— BEGIN Data supplied —
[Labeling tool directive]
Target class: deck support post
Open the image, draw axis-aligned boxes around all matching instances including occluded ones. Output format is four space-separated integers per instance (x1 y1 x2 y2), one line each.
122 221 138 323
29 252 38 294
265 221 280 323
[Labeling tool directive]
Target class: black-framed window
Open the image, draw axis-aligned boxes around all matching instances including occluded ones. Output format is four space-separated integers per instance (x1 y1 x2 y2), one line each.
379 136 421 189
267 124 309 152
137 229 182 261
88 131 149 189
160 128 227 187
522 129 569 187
— END Data supplied —
Put every one of the lines above into a Markdown table with two columns, Row and Line. Number each row, and leave out any blank lines.

▸ Correct result:
| Row | Line |
|---|---|
| 1 | [Labeling tool directive] |
| 2 | Target class: deck support post |
| 3 | Open the image, draw axis-aligned boxes around all matching instances including occluded ones. Output format is four space-separated integers per instance (x1 y1 x2 y2), one line each. |
| 4 | 122 221 138 323 |
| 5 | 29 252 38 294 |
| 6 | 265 221 280 323 |
| 7 | [Labeling tool directive] |
| 8 | Target class: black-framed window |
| 9 | Open the image, draw axis-aligned boxes around all matching instances including occluded ones. Output format is four space-separated integers per instance (x1 y1 x2 y2), one line each. |
| 10 | 379 136 421 189 |
| 11 | 267 124 309 152 |
| 12 | 137 229 182 261 |
| 13 | 88 131 149 189 |
| 14 | 160 128 227 187 |
| 15 | 522 129 569 187 |